**TASK A**
Please copy, word for word, the part of the article below on adenosine signaling in astrocytes that opens with the words containing "First author and" and closes with "as Alzheimer’s disease.".
**TASK B**
According to the article below on adenosine signaling in astrocytes, which astrocytic receptors does adenosine act on to trigger their metabolic activation?

**SELECTED EXCERPT**
§ §

In a series of experiments using mouse models and cell samples, the researchers identified a set of specific receptors on astrocytes that can detect and monitor neuronal activity and trigger a signaling pathway involving a crucial molecule called adenosine.
The researchers found that the metabolic signaling pathway activated by adenosine in astrocytes is exactly the same as the pathway that recruits energy stores in muscle and liver, for example when we exercise.
Adenosine activates astrocyte glucose metabolism and neuronal energy supply to ensure that synaptic function (the neurotransmitters that pass communication signals between cells) continues rapidly under conditions of high energy demand or reduced energy supply.
The researchers found that when they disabled key astrocyte receptors in mice, the animal’s brain activity was less effective, including significant impairments in global brain metabolism, memory and sleep disruption, demonstrating that the signaling pathway they identified is vital for processes such as learning, memory and sleep.
First author and co-corresponding author Dr Shefeeq Theparambil, who started the study at UCL before moving to Lancaster University, said: “Identifying this mechanism could have wider implications as it could be a way to treat brain diseases where brain energy is low, such as like neurodegeneration and dementia.”
Professor Gourine added: “We know that the brain’s energy homeostasis is progressively impaired during aging and this process is accelerated during the development of neurodegenerative diseases such as Alzheimer’s disease.
“Our study identifies an attractive easily druggable target and a therapeutic opportunity for salvaging brain energy to protect brain function, preserve cognitive health, and promote brain longevity.”
Funding: The researchers were supported by Wellcome and the study involved scientists at UCL, Lancaster University, Imperial College London, King’s College London, Queen Mary University of London, University of Bristol, University of Warwick and University of Colorado.
About this neuroscience research news
Author: Chris Lane
Source: UCLA
Contact: Chris Lane – UCL
Image: Image is credited to Neuroscience News
Original research: Open access.
“Adenosine signaling in astrocytes coordinates brain metabolism and function” by Alexander Gourine et al. Nature
ABSTRACT
Adenosine signaling in astrocytes coordinates brain metabolism and function
The brain’s computation performed by billions of nerve cells relies on a sufficient and uninterrupted supply of nutrients and oxygen.
Astrocytes, the ubiquitous glial neighbors of neurons, regulate glucose uptake and metabolism in the brain, but the precise mechanisms of metabolic coupling between neurons and astrocytes that provide on-demand support of neuronal energy needs are not fully understood.
Here we show, using in vitro and in vivo experimental animal models, that neuronal activity-dependent metabolic activation of astrocytes is mediated by neuromodulatory adenosine acting on astrocytic A2B receptors. Stimulation of A2B receptors recruits canonical cyclic adenosine 3′,5′-monophosphate-protein kinase
A signaling pathway, leading to the rapid activation of astrocyte glucose metabolism and the release of lactate, which replenishes the extracellular pool of readily available energy substrates.
Experimental mouse models involving conditional deletion of the gene encoding A2B receptors in astrocytes demonstrated that adenosine-mediated metabolic signaling is essential for maintaining synaptic function, particularly under conditions of high energy demand or reduced energy supply.
Knockdown of A2B receptor expression in astrocytes led to a major reprogramming of brain energy metabolism, prevented synaptic plasticity in the hippocampus, severe recognition memory impairment, and sleep disruption.
These data identify the adenosine A2B receptor as an astrocytic sensor of neuronal activity and show that cAMP signaling in astrocytes tunes the brain’s energy metabolism to support its basic functions such as sleep and memory.

§ §

**PROVIDED RECORDS**
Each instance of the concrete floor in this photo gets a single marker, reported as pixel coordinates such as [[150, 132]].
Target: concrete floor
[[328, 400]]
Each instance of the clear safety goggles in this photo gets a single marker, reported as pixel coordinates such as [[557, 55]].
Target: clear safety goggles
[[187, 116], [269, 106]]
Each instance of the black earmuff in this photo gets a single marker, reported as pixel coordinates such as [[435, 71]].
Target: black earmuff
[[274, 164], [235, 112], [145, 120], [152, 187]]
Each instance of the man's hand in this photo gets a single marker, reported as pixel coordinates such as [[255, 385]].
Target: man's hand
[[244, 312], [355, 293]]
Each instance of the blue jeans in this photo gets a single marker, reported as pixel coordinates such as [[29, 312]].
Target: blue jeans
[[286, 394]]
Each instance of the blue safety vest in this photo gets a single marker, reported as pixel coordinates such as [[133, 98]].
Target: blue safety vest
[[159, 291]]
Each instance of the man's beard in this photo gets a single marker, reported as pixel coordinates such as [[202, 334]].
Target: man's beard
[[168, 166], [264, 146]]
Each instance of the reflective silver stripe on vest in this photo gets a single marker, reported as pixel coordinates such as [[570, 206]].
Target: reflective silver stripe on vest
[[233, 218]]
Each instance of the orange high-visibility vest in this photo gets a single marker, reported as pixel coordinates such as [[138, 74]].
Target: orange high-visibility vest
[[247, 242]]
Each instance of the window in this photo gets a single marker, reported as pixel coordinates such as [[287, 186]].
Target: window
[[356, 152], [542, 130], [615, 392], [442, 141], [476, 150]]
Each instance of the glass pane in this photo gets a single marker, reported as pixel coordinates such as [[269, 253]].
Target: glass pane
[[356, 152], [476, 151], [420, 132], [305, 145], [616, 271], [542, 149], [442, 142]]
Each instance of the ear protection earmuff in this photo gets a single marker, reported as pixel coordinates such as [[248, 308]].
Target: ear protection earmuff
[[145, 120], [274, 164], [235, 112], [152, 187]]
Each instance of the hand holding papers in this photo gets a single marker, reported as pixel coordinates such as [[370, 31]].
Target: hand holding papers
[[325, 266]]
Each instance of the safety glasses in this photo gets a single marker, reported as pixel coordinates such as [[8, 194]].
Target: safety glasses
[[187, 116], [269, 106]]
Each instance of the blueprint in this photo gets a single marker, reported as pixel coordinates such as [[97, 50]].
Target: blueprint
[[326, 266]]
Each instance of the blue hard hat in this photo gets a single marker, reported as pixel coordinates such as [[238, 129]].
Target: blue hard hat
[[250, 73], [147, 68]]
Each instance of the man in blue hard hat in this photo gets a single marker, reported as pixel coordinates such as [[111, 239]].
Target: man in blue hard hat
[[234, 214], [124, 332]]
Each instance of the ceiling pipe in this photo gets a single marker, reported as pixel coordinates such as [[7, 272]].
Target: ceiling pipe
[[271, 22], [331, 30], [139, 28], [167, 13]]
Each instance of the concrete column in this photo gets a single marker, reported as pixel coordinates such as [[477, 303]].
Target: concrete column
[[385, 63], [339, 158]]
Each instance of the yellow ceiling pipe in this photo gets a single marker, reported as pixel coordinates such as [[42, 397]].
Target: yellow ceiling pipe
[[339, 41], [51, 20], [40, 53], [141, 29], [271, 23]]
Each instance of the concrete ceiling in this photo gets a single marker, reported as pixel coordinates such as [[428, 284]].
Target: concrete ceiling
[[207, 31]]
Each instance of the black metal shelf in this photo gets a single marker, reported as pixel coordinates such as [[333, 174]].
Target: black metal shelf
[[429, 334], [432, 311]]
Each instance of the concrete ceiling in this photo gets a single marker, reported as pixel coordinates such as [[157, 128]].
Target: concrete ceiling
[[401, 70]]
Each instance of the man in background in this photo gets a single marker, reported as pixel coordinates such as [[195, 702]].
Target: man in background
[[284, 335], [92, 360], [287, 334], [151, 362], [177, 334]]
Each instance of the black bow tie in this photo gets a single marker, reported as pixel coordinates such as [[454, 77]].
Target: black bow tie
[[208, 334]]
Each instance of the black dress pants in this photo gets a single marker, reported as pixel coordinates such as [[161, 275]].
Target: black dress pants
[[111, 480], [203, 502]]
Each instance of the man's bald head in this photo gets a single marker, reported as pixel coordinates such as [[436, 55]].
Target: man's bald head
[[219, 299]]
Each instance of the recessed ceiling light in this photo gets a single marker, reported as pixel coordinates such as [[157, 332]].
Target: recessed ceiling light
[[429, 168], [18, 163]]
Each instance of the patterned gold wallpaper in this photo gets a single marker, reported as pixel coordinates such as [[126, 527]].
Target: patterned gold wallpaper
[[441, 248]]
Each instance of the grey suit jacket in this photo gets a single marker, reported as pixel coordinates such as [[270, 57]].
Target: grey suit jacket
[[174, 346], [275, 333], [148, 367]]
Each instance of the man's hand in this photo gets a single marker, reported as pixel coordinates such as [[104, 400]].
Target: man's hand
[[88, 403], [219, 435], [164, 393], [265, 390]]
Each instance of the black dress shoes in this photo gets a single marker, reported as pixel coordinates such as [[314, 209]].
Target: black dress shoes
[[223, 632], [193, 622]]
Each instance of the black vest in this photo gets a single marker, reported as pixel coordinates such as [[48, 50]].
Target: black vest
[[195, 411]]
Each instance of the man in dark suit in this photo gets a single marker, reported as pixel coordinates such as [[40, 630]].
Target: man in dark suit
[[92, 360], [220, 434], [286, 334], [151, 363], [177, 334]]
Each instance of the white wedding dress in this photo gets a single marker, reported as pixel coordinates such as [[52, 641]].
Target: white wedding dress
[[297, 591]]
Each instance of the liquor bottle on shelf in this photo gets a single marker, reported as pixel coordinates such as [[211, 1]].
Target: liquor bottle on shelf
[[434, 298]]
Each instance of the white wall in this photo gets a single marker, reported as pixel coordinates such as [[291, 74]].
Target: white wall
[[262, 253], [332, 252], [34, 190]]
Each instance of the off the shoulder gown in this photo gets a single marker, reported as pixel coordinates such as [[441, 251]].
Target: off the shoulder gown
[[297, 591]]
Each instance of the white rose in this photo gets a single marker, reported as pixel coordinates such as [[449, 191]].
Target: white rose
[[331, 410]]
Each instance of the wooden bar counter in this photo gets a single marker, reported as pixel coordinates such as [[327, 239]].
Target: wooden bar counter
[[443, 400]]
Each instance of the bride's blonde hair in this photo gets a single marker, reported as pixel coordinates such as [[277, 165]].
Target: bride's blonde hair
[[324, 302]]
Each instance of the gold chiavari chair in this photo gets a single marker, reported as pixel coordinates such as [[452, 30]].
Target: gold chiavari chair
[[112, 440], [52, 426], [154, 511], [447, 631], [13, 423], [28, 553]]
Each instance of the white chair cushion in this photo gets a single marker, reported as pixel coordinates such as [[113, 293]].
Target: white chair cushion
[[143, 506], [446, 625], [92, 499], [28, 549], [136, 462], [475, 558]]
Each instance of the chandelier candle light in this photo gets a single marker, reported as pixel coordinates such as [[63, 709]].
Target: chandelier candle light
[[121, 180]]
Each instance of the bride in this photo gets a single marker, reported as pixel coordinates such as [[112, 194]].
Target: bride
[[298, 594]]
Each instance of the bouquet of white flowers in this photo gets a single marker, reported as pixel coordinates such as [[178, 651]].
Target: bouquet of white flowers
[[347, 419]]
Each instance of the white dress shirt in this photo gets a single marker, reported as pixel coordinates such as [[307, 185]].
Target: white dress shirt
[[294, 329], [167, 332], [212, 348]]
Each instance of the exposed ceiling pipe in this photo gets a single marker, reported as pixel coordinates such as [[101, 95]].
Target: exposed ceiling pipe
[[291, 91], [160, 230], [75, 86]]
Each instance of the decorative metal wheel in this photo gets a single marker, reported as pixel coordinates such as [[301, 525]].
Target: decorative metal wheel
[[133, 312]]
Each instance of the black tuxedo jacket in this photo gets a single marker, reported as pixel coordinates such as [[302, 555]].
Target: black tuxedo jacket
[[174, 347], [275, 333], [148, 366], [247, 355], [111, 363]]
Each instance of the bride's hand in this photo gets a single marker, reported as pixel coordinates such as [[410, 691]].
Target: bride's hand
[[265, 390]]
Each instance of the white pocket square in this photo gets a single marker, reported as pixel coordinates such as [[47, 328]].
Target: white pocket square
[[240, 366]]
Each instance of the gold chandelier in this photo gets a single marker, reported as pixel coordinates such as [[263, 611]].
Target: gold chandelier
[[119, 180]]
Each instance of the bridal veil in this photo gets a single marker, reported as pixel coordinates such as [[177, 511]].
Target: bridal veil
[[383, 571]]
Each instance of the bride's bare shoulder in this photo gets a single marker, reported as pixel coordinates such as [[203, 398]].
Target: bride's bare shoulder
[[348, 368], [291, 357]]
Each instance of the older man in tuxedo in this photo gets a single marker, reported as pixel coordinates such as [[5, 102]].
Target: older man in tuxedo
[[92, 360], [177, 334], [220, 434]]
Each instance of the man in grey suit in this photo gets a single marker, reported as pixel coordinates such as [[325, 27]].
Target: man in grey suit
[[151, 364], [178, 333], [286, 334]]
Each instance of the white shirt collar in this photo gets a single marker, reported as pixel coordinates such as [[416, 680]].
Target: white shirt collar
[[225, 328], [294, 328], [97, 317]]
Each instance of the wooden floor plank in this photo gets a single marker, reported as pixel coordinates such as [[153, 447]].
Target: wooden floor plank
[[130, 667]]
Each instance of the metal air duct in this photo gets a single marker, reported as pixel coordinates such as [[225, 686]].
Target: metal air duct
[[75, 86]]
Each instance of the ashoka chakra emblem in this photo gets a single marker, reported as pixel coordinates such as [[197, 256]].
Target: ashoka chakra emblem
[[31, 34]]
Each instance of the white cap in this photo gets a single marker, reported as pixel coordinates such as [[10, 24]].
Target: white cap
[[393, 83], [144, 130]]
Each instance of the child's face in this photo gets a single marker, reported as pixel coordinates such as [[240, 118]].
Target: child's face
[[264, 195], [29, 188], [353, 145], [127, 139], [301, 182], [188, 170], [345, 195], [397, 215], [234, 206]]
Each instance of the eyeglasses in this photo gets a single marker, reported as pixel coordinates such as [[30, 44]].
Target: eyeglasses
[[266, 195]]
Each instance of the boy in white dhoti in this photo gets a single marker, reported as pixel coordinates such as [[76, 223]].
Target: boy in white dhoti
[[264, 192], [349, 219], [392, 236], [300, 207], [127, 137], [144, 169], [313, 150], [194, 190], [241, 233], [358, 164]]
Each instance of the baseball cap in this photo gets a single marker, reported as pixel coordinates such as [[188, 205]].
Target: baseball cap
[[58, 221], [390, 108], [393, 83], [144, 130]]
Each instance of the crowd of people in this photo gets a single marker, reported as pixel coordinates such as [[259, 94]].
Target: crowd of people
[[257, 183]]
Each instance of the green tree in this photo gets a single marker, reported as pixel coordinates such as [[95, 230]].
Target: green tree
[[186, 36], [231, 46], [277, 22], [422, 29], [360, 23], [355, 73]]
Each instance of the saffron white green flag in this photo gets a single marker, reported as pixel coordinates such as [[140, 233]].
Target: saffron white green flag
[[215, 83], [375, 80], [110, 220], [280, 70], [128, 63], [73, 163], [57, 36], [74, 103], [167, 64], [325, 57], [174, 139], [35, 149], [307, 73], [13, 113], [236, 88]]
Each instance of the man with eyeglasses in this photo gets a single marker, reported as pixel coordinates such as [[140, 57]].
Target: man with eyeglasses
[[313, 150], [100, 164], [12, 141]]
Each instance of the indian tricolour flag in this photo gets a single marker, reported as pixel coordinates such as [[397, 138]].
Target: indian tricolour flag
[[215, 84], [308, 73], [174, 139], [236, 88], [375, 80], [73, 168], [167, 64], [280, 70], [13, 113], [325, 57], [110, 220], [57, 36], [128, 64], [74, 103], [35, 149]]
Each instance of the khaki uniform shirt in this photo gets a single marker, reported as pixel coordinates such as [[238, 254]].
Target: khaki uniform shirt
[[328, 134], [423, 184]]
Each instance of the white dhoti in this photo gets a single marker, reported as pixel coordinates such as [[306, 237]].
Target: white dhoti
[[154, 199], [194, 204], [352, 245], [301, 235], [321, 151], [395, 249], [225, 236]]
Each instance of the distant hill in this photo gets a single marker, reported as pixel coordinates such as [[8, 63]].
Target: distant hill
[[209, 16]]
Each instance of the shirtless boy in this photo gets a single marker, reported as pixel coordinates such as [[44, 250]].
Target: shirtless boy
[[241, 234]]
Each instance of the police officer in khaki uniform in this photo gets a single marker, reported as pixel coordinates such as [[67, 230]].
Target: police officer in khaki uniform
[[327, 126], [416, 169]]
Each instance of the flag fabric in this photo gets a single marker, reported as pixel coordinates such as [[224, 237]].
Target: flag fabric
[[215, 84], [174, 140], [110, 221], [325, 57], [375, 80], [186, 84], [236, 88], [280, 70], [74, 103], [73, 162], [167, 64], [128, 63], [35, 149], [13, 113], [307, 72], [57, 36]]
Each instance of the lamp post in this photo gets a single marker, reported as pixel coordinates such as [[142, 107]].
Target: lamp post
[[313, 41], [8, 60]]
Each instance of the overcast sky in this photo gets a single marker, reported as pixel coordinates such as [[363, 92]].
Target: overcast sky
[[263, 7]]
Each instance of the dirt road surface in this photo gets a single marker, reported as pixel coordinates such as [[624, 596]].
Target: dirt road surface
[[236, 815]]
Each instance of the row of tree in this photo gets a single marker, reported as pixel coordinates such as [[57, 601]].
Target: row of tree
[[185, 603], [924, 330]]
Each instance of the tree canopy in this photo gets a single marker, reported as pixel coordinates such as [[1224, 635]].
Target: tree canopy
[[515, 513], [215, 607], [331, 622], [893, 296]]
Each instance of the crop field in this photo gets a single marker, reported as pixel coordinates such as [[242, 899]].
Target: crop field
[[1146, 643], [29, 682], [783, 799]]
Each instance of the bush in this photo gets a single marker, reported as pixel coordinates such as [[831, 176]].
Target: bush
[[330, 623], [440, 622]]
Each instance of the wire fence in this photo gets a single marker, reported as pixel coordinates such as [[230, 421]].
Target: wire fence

§ §

**ANSWER A**
First author and co-corresponding author Dr Shefeeq Theparambil, who started the study at UCL before moving to Lancaster University, said: “Identifying this mechanism could have wider implications as it could be a way to treat brain diseases where brain energy is low, such as like neurodegeneration and dementia.”
Professor Gourine added: “We know that the brain’s energy homeostasis is progressively impaired during aging and this process is accelerated during the development of neurodegenerative diseases such as Alzheimer’s disease.

**ANSWER B**
A2B receptors